Records from a collection
%%

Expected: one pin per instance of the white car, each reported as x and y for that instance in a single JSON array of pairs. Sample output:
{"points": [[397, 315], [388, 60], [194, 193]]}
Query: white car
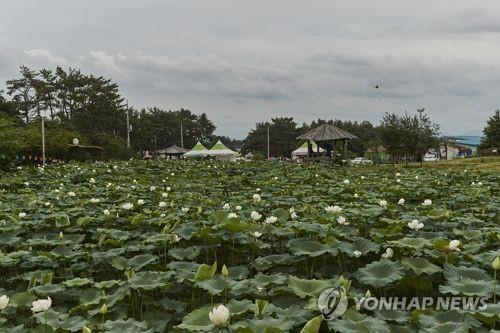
{"points": [[360, 161]]}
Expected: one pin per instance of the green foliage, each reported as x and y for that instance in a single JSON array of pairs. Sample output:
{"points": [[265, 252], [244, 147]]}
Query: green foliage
{"points": [[491, 131]]}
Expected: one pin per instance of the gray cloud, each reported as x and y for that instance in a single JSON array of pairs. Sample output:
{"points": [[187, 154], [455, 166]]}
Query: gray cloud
{"points": [[247, 63]]}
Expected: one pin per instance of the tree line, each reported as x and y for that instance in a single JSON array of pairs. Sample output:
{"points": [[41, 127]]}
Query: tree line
{"points": [[92, 109]]}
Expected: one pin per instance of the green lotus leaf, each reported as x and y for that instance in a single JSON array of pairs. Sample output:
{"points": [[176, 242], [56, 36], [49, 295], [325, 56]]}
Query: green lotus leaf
{"points": [[380, 273], [216, 285], [148, 280], [205, 272], [313, 325], [90, 296], [49, 289], [266, 325], [126, 326], [22, 299], [309, 248], [439, 214], [184, 253], [467, 287], [455, 273], [308, 288], [366, 325], [469, 234], [263, 263], [197, 320], [77, 282], [420, 265], [414, 243], [239, 307]]}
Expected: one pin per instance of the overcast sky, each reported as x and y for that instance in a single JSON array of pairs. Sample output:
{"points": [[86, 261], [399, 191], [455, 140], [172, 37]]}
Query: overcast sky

%%

# WHAT IS REQUIRED
Your copy must match the records above word for word and contain no pictures.

# EXERCISE ANSWER
Expected: one pin per instance of the white car, each reported as x and y for that instance in a single JSON array of pairs. Sample output:
{"points": [[397, 315], [388, 60], [194, 193]]}
Query: white car
{"points": [[360, 161]]}
Expected: one pin per instance of the green foliage, each reported as x and y for that instance in a single JSON array of pairs. Sample output:
{"points": [[265, 252], [244, 147]]}
Query: green foliage
{"points": [[491, 131]]}
Expected: one pin per instance of the gray cloud, each reported as x and y for that instance in a single JSON array of pairs. Sample output:
{"points": [[187, 154], [455, 166]]}
Query: gray cloud
{"points": [[247, 63]]}
Expected: one pin per instance of the tree line, each reported as x and y for that instance in a single JSON array of pairs. Sample output:
{"points": [[41, 127]]}
Query: tree line
{"points": [[92, 109]]}
Expected: one pin per instance of the green lotus leaf, each reported as x and y for that instance in a single JSON array of pairs. Sample output:
{"points": [[176, 242], [56, 36], [49, 295], [325, 56]]}
Query: green lotus leaf
{"points": [[380, 273], [216, 285], [148, 280], [205, 272], [313, 325], [90, 296], [49, 289], [266, 325], [126, 326], [22, 299], [309, 248], [439, 214], [184, 253], [467, 287], [455, 273], [308, 288], [366, 325], [469, 234], [263, 263], [197, 320], [77, 282], [420, 265], [414, 243], [239, 307]]}
Expected: one pin per instance of the overcast sky, each reported as x and y for that instance in a single JSON array of pairs. Sample output:
{"points": [[86, 261], [399, 191], [455, 140], [172, 37]]}
Query: overcast sky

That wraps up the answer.